***** EXTRACT TO READ

Strawberry Hill also has largely avoided the staffing shortages plaguing mental health facilities by being located in an urban area with a larger number of potential employees.

“We’ve been able to hire people from the community, which also pours money back into the community,” Lauren Lucht, executive director of mental and behavioral health for TUKH, told Reasons to be Cheerful. “And so there’s really a win-win there for keeping your patients, your employees and the revenue within your county and the community that you’re really partnering with to serve.”

Testimonials

  • We have now multiple generations that have grown up, that are growing up, thinking and knowing that it’s normal and okay to treat your mental health as importantly as your physical health. We’re raising generations of kids who understand that a broken heart is not any less real than a broken arm.

    Lauren Lucht Executive Director of Mental and Behavioral Health for The University of Kansas Health

Galvanizing community support for an inpatient mental health facility in their backyard was challenging at first. Our design team worked with TUKH, local government and community organizations to hold community sessions to talk about the project, patient care, security and more. Building neighbors’ support was its own de-stigmatization process.

“They were a little bit nervous about a psychiatric hospital coming to town,” Lucht added. “That conjures up for people a lot of things that they’ve seen on TV that don’t depict the reality of what psychiatric healthcare in 2022 looks like.”

Lac Drone Overhead
Restorative Care Village 2

Mental healthcare has changed significantly in the past decades, and even in the past few years as the national mental health crisis has grown due to the pandemic. Telemedicine has provided more resources for those needing therapy or group support. Still, the inpatient care Strawberry Hill provides is critical in stabilizing patients and getting them to a place where they can rejoin their regular lives or make a fresh start. Having grocery stores, cafes, housing and other normal aspects of everyday life right outside its doors goes a long way towards normalizing this care.

**********
***** EXCERPTED DATA

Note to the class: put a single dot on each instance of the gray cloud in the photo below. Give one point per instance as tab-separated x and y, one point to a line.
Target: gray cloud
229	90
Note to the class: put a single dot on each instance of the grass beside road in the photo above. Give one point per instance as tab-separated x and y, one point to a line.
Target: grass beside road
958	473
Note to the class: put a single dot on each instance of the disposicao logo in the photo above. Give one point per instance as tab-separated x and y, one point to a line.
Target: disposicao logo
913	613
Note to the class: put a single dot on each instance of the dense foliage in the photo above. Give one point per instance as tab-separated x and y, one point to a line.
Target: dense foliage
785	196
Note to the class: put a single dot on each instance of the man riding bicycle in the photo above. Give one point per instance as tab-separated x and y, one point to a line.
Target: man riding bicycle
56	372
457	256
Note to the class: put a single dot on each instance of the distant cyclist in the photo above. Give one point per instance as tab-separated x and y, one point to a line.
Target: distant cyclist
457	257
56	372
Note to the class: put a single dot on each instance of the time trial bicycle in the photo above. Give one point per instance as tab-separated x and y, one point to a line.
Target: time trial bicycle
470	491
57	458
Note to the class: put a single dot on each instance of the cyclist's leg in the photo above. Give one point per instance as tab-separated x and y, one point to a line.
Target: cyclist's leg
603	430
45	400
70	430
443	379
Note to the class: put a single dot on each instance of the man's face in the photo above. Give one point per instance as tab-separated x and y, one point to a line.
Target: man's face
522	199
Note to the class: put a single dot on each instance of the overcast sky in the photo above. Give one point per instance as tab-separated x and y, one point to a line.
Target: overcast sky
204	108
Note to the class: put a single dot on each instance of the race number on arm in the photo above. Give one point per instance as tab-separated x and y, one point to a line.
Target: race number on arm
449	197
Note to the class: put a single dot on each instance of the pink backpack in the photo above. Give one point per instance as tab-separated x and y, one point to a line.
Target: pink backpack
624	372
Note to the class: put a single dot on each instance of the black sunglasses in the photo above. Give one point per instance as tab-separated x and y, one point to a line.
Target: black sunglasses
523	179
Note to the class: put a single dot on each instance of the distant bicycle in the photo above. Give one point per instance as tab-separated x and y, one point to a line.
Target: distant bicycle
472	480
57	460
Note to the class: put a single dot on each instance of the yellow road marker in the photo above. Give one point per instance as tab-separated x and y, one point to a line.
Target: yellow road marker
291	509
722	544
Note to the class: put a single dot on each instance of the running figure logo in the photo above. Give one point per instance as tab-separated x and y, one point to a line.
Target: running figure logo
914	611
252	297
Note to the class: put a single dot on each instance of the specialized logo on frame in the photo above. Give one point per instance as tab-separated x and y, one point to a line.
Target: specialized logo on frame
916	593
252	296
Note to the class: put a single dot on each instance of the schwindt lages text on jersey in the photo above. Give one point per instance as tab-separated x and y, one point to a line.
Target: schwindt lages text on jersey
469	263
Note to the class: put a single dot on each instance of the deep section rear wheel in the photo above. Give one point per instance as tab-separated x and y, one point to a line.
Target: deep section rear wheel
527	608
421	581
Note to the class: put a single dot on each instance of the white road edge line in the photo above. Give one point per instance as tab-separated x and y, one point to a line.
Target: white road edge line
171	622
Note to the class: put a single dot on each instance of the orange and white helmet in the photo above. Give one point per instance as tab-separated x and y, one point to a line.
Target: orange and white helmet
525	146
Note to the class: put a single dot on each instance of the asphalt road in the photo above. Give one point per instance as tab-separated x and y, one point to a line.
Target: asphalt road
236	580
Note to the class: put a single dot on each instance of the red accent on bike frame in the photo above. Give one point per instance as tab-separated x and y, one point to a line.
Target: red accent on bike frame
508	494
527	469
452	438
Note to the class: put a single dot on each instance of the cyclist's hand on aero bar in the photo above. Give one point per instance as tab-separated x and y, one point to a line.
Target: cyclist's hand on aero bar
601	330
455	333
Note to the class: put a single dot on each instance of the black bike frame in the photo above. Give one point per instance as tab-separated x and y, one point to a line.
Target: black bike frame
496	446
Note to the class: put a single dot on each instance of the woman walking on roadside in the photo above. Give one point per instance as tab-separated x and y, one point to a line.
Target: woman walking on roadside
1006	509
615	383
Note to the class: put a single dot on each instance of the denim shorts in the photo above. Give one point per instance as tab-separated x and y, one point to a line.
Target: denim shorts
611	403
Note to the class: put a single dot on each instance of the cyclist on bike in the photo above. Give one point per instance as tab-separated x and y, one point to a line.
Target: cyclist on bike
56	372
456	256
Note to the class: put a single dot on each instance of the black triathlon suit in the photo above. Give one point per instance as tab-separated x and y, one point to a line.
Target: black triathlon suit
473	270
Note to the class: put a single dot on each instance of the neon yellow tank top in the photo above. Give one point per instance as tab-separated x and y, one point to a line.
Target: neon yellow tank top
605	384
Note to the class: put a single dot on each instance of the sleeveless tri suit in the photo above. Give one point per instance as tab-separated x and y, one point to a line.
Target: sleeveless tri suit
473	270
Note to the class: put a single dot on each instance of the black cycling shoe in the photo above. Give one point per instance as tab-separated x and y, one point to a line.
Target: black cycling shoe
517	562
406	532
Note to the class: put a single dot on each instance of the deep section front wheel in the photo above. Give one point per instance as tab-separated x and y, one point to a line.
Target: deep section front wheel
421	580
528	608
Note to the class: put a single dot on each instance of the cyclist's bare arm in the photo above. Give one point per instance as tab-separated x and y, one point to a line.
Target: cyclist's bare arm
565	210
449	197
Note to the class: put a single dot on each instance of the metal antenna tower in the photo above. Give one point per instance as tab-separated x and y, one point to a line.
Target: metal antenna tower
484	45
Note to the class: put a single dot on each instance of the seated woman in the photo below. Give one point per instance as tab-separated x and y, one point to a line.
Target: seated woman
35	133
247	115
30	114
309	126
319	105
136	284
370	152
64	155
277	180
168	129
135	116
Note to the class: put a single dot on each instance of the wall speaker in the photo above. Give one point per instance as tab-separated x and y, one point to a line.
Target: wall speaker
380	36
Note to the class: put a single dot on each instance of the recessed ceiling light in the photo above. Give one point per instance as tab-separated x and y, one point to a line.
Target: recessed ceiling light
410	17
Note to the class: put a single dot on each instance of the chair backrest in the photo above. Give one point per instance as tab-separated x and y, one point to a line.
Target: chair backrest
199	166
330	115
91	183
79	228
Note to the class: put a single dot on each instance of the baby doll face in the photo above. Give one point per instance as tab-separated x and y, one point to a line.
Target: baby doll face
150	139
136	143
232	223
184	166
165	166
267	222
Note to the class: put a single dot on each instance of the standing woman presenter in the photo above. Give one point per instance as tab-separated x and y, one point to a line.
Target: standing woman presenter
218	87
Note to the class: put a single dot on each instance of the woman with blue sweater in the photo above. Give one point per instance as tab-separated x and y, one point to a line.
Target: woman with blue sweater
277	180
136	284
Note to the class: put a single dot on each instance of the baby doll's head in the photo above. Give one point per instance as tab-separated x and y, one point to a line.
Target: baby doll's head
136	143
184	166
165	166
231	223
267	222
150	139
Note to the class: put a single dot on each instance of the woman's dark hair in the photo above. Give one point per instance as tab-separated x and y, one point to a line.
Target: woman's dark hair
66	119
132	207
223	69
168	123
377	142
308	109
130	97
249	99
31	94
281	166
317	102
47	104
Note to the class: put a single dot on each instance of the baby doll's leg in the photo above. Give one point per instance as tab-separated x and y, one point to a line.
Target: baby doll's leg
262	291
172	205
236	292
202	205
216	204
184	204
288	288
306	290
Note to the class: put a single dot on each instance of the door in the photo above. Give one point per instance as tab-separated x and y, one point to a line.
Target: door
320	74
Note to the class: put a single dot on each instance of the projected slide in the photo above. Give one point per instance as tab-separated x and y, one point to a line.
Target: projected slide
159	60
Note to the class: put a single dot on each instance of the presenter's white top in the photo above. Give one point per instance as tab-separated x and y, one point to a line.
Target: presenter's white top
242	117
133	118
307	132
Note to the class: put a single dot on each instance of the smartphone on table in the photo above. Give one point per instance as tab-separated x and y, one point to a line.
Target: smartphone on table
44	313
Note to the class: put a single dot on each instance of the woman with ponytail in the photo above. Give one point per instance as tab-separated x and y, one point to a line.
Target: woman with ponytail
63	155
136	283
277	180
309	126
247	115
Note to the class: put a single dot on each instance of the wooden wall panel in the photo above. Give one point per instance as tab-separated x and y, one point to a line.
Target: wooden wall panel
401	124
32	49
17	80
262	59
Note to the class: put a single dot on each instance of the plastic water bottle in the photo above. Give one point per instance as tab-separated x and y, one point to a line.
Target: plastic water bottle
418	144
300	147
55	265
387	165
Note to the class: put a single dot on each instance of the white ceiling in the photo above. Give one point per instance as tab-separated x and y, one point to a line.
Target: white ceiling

**********

WHAT TO WORK ON
A. Answer these questions from the Strawberry Hill passage:
(i) How has Strawberry Hill largely avoided the staffing shortages at mental health facilities?
(ii) Which groups did the design team work with to hold community sessions?
(iii) What has provided more resources for those needing therapy or group support?
B. Please resume the Strawberry Hill passage after its last sentence.
The rows play no part in either task.

REPLIES
A.
(i) By being located in an urban area with a larger number of potential employees.
(ii) TUKH, local government and community organizations.
(iii) Telemedicine.

B.
Strawberry Hill is far from alone too. Other important mental and behavioral health projects across the country are also embracing this reality and elevating care. The Los Angeles County (LAC) + University of Southern California (USC) Restorative Care Village is an incredible new space that works to help Los Angeles' unhoused population, many of whom face mental health challenges. The building is deeply integrated into the the community fabric with public courtyards, community art and more.

For both these projects and others, staff hope that they will be able to add other health services, social resources or spaces that will welcome its neighbors into the facility and truly integrate it into the fabric of the community. 

“We have now multiple generations that have grown up, that are growing up, thinking and knowing that it’s normal and okay to treat your mental health as importantly as your physical health,” Lucht says. “We’re raising generations of kids who understand that a broken heart is not any less real than a broken arm.”